WORK INSTRUCTIONS:
Each line below should be reproduced without any alteration.

(INFORMATION SHOWN)

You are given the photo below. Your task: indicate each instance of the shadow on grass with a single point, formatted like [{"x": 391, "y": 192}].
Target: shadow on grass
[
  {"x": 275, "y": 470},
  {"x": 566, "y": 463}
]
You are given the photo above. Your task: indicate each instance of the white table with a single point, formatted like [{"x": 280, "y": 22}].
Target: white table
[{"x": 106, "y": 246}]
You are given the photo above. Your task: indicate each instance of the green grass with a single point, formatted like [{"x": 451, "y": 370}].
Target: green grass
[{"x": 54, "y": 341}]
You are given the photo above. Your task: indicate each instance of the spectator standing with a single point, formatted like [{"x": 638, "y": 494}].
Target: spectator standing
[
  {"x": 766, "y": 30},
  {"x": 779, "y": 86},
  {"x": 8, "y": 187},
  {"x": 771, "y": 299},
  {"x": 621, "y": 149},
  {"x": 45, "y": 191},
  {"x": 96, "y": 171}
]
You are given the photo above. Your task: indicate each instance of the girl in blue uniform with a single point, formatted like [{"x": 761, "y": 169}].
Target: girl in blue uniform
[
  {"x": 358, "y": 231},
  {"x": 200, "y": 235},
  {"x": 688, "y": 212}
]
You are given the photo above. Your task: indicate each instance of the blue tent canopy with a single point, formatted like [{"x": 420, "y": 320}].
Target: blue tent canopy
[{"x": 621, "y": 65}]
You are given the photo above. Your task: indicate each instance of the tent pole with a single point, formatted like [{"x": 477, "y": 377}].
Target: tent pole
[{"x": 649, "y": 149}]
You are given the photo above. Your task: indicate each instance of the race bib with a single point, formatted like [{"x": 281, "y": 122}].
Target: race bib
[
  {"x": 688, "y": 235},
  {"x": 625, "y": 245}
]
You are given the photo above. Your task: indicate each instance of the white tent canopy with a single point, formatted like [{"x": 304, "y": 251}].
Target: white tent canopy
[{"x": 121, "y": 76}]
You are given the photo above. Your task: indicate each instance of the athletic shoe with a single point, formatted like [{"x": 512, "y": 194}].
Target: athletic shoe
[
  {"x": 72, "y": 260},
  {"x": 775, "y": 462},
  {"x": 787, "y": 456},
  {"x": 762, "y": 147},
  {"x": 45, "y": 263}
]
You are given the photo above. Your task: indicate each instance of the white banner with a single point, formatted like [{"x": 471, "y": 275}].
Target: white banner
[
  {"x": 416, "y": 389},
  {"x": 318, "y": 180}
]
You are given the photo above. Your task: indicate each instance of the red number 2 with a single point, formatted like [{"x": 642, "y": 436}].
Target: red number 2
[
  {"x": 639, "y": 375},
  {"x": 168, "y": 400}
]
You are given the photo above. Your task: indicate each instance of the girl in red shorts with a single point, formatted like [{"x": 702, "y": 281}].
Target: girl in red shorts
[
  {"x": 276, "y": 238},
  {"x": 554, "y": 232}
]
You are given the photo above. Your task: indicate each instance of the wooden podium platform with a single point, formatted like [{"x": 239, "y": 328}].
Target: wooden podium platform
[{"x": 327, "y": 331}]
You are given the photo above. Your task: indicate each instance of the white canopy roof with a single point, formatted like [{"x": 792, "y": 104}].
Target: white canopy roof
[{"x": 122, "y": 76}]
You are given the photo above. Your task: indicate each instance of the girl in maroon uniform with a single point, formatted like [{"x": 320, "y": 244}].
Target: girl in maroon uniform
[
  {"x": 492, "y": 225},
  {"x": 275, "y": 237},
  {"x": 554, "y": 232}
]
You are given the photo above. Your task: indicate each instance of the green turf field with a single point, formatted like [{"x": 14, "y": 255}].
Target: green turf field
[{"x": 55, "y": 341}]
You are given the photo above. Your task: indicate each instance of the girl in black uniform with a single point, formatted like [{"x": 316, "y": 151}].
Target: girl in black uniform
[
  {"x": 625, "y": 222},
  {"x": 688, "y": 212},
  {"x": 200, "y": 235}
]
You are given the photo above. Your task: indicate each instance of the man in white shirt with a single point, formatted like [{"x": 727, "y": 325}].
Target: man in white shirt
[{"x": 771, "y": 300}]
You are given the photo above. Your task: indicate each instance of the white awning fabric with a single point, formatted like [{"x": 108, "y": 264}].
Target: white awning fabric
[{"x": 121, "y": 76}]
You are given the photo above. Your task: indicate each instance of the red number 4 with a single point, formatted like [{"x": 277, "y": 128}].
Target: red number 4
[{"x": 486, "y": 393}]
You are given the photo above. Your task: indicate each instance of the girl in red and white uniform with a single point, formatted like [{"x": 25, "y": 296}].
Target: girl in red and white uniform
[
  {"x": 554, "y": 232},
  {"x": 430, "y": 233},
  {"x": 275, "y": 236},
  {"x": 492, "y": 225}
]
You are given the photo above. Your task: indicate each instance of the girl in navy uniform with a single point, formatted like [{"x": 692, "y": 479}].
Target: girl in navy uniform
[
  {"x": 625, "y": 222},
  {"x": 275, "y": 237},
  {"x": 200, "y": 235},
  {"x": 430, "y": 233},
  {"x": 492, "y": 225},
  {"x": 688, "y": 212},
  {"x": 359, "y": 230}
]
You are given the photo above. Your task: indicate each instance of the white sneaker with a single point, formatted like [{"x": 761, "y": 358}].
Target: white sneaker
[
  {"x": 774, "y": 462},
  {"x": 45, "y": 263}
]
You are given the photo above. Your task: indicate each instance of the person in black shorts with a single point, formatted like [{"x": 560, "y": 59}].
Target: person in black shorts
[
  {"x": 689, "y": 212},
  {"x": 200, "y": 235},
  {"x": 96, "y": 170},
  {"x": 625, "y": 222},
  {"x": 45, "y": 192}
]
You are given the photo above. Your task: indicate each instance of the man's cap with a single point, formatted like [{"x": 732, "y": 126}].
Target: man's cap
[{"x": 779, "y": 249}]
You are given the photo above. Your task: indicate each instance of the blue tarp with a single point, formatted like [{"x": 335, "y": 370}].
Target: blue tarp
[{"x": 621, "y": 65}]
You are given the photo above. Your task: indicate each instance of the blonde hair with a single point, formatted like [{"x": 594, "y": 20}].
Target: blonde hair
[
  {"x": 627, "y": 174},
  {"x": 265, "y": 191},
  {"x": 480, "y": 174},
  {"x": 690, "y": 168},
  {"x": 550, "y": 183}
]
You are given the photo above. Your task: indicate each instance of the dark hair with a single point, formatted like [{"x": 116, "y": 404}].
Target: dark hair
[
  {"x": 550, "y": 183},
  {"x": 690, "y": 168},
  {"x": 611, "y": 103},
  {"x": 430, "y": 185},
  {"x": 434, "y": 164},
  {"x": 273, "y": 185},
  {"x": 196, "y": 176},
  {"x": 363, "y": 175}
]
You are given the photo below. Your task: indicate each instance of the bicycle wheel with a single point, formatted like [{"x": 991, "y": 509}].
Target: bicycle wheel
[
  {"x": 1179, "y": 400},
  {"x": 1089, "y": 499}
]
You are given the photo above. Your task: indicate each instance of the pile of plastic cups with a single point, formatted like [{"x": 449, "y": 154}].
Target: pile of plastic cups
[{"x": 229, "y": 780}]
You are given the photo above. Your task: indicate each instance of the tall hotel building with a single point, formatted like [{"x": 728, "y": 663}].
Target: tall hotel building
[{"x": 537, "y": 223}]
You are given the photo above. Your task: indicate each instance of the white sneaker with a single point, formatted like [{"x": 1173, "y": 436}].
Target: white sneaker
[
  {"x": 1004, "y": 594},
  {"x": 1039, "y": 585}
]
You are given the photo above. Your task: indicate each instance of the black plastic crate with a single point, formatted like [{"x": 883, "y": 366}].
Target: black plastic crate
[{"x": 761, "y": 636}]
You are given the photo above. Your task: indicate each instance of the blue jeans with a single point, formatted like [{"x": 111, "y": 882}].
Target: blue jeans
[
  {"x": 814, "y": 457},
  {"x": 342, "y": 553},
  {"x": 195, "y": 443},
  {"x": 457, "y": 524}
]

(End INFORMATION SHOWN)

EXERCISE RESULT:
You are given the photo below. Your task: indicate each instance of the shadow on grass with a single point, formatted like [{"x": 391, "y": 192}].
Target: shadow on grass
[
  {"x": 275, "y": 470},
  {"x": 566, "y": 463}
]
You are given the photo above. Your task: indicate each instance of the white table with a single point, formatted like [{"x": 280, "y": 22}].
Target: white table
[{"x": 106, "y": 246}]
You are given the photo above. Your task: indicate each instance of the green grass with a single point, formatted like [{"x": 451, "y": 370}].
Target: green grass
[{"x": 54, "y": 341}]
You are given the photo above. Your task: indicate each instance of the spectator standing with a single point, formatted like [{"x": 638, "y": 494}].
Target: spectator standing
[
  {"x": 766, "y": 30},
  {"x": 779, "y": 86},
  {"x": 8, "y": 187},
  {"x": 771, "y": 299},
  {"x": 621, "y": 149},
  {"x": 45, "y": 191},
  {"x": 96, "y": 171}
]
You are given the photo above. Your task: indicate each instance of the girl in blue uniform with a single point, formatted like [{"x": 761, "y": 169}].
Target: girl in blue uniform
[
  {"x": 358, "y": 231},
  {"x": 200, "y": 235},
  {"x": 688, "y": 212}
]
You are given the photo above. Your task: indicate each instance of the blue tent canopy with a single point, formatted like [{"x": 420, "y": 320}].
Target: blue tent canopy
[{"x": 621, "y": 65}]
You are given the photo above. Your task: indicate each instance of the tent pole with a single point, formatted like [{"x": 477, "y": 377}].
Target: tent pole
[{"x": 649, "y": 149}]
You are given the photo above. Your task: indicate each instance of the race bib with a single point, formatted like [{"x": 281, "y": 122}].
Target: race bib
[
  {"x": 688, "y": 235},
  {"x": 625, "y": 245}
]
You are given the photo above. Your task: indicate each instance of the white tent canopy with a single point, formatted like [{"x": 304, "y": 251}].
Target: white tent canopy
[{"x": 121, "y": 76}]
You are given the photo above. Your task: indicate each instance of the athletic shoe with a single point, formatted like [{"x": 512, "y": 194}].
Target: athletic shoe
[
  {"x": 72, "y": 260},
  {"x": 775, "y": 462},
  {"x": 787, "y": 456},
  {"x": 762, "y": 147},
  {"x": 45, "y": 263}
]
You are given the photo above. Your task: indicate each instance of the white banner with a single point, formatted like [{"x": 471, "y": 275}].
Target: white banner
[
  {"x": 416, "y": 389},
  {"x": 318, "y": 180}
]
You are given the photo above. Your task: indicate each instance of the red number 2 with a single point, formatted like [{"x": 642, "y": 436}].
Target: red number 2
[
  {"x": 639, "y": 375},
  {"x": 168, "y": 400}
]
You are given the photo above. Your task: indicate each instance of the girl in red shorts with a single point, formatted like [{"x": 702, "y": 281}].
Target: girl in red shorts
[
  {"x": 276, "y": 238},
  {"x": 554, "y": 232}
]
You are given the photo above. Your task: indicate each instance of the wooden podium platform with a single point, formatted like [{"x": 239, "y": 328}].
Target: wooden podium platform
[{"x": 327, "y": 331}]
You are given the photo above. Your task: indicate each instance of the white canopy roof with a single point, formatted like [{"x": 792, "y": 104}].
Target: white canopy roof
[{"x": 122, "y": 76}]
You are given the photo above. Your task: indicate each instance of the girl in maroon uniform with a single point, formatted like [{"x": 320, "y": 244}].
Target: girl in maroon uniform
[
  {"x": 492, "y": 225},
  {"x": 275, "y": 237},
  {"x": 554, "y": 232}
]
You are given the photo above. Your task: indicate each instance of the green turf field with a single point, formatted like [{"x": 14, "y": 255}].
Target: green turf field
[{"x": 55, "y": 341}]
You are given the photo above. Your task: indicate each instance of the girl in black uniform with a single point, formatted like [{"x": 316, "y": 151}].
Target: girl in black uniform
[
  {"x": 625, "y": 222},
  {"x": 688, "y": 212},
  {"x": 200, "y": 235}
]
You are given the photo above. Your task: indicate each instance of the man in white shirt with a single point, formatted like [{"x": 727, "y": 325}].
Target: man in white shirt
[{"x": 771, "y": 300}]
You are given the photo above. Your task: indicate each instance of the white awning fabric with a single point, formatted like [{"x": 108, "y": 264}].
Target: white awning fabric
[{"x": 121, "y": 76}]
You are given the photo above. Your task: indicate each instance of the red number 4 with a single point, formatted like [{"x": 277, "y": 128}].
Target: red number 4
[{"x": 486, "y": 393}]
You are given the photo above. Your task: indicate each instance of the girl in red and white uniform with a single point, formatted like [{"x": 25, "y": 296}].
Target: girl in red and white uniform
[
  {"x": 554, "y": 232},
  {"x": 430, "y": 233},
  {"x": 275, "y": 236},
  {"x": 492, "y": 225}
]
You are given the photo above. Your task: indicate each instance of the girl in navy uniform with a single point, formatted like [{"x": 692, "y": 479}].
Target: girl in navy uniform
[
  {"x": 625, "y": 222},
  {"x": 275, "y": 237},
  {"x": 200, "y": 235},
  {"x": 430, "y": 233},
  {"x": 492, "y": 225},
  {"x": 688, "y": 212},
  {"x": 359, "y": 230}
]
You are given the photo above. Your task: indicate each instance of the white sneaker with a single point, formatted like [{"x": 761, "y": 358}].
Target: white sneaker
[
  {"x": 774, "y": 462},
  {"x": 45, "y": 263}
]
You are given the photo above. Your task: indicate each instance of the person in black shorts with a single point, formatted like [{"x": 560, "y": 59}].
Target: person in black shorts
[
  {"x": 689, "y": 212},
  {"x": 200, "y": 235},
  {"x": 96, "y": 170},
  {"x": 625, "y": 222},
  {"x": 45, "y": 192}
]
You are given the photo above. Your task: indicate each instance of the man's cap with a single point, formatted like [{"x": 732, "y": 126}].
Target: man's cap
[{"x": 779, "y": 249}]
You are given the photo above. Your task: indicate each instance of the blue tarp with a single point, formatted like [{"x": 335, "y": 370}].
Target: blue tarp
[{"x": 621, "y": 65}]
You are given the photo above. Your task: indicate each instance of the blonde hair with a single point, formatted like [{"x": 594, "y": 20}].
Target: blonde hair
[
  {"x": 627, "y": 174},
  {"x": 265, "y": 191},
  {"x": 480, "y": 174},
  {"x": 690, "y": 168},
  {"x": 550, "y": 183}
]
You are given the photo above. Your task: indicate each instance of the dark hair with a single point, formatted like [{"x": 116, "y": 404}].
Target: dark hair
[
  {"x": 550, "y": 183},
  {"x": 690, "y": 168},
  {"x": 611, "y": 103},
  {"x": 430, "y": 185},
  {"x": 434, "y": 164},
  {"x": 273, "y": 185},
  {"x": 196, "y": 176},
  {"x": 363, "y": 175}
]
You are given the photo below. Your task: indicate each instance of the bicycle wheel with a single point, formatted like [{"x": 991, "y": 509}].
Target: bicycle wheel
[
  {"x": 1179, "y": 400},
  {"x": 1089, "y": 499}
]
You are given the photo above. Your task: indicate each instance of the pile of plastic cups with a single point, formatted like [{"x": 449, "y": 154}].
Target: pile of plastic cups
[{"x": 229, "y": 780}]
You are given the photo above. Your task: indicate each instance of the tall hotel building with a single point, formatted like [{"x": 728, "y": 663}].
Target: tall hotel building
[{"x": 537, "y": 223}]
You are given the photo above. Your task: indicate each instance of the white sneaker with a single point, formatted like [{"x": 1173, "y": 436}].
Target: white sneaker
[
  {"x": 1004, "y": 594},
  {"x": 1039, "y": 585}
]
You are given the photo above. Your task: indicate each instance of the black plastic crate with a single point, formatted like [{"x": 883, "y": 366}].
Target: black plastic crate
[{"x": 761, "y": 636}]
You are given the photo above. Your task: indicate each instance of the blue jeans with a single point, formatted like [{"x": 111, "y": 882}].
Target: blue jeans
[
  {"x": 814, "y": 457},
  {"x": 342, "y": 553},
  {"x": 195, "y": 443},
  {"x": 457, "y": 524}
]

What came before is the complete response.